• [What this task involves]:
In the review of Bob Dylan's Beacon Theater concert below, what did a ticket in the fifth row cost?

Wednesday, November 27, 2019

 

Bob Dylan Sings From the Bob Dylan Songbook


Bob Dylan Sings From the Bob Dylan Songbook
by Wayne Robins

“I was always a singer and nothing more than that,” Bob Dylan’s character Jack Fate says at the end of “Masked and Anonymous,” the 2003 film curiosity. Some saw that as a typical Dylan misdirection, a purposeful distraction aimed at those obsessed with finding the meaning of his songs.
But after watching Dylan, age 78, concentrate on singing his way through many levels of his catalog on Sunday, 24 November, the second night of a 10 show run at New York’s Beacon Theater, the takeaway is that singing was never more important to him, and that he never sang better.
The recent five CD excursion (“Triplicate” and two others) into Sinatra World suddenly made sense. The folk roots revisited albums “Good As I Been to You” (1992) and “World Gone Wrong” (1993) helped Dylan reboot his writing with “Time Out of Mind” (1997), his best new material since the 1970s; the five discs of Tin Pan Alley tunes retaught him how to properly control his voice. As Tim Riley wrote in the L.A. Review of Books, Dylan steps back and “allows the mood to gather around him, and gently massages these songs into a purr.” Dylan does that with his own material now. Those who struggled with Dylan’s singing in some of the more forgettable concerts from the early-2010s can relax, because Dylan has relaxed. I suspect he turned to those songs from the not-weird-at-all old America to learn how the great performers of those tunes— Sinatra, Tony Bennett, Peggy Lee—survived, even thrived, when time threw harsh resonances challenging their once easy mastery.
There were no Tin Pan Alley songs at the Beacon. Neither was it a “best-of” or “greatest hits.”
Up close, from the fifth row of the theater (now I know how much it costs to avoid going through seeing a concert from the back row twice: $195 a ticket), you got to watch Dylan’s little twists of faith, his small grins, but mostly, you noticed his concentration on delivering every familiar phrase, no matter how unfamiliar melody the melody. That’s the way he’s been doing it since the early 1980s, when at a concert at the Stony Brook University gymnasium people well-familiar with his catalog would gather in circles, confer and try to reach out through the unsteady acoustics and unfamiliar sounds to share slices of guessed-at lyrics, and patch together the names of songs that bore little resemblance to the Dylan tunes they had known for decades. It’s been that way almost ever since, with the exception of the occasional stadium tour (with Tom Petty and the Heartbreakers, Dylan & Grateful Dead), when Bob sounded bored anyway.

• [Data lines]:
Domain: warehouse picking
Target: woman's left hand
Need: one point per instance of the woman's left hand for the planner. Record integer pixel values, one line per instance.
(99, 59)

• [Problem solution]:
$195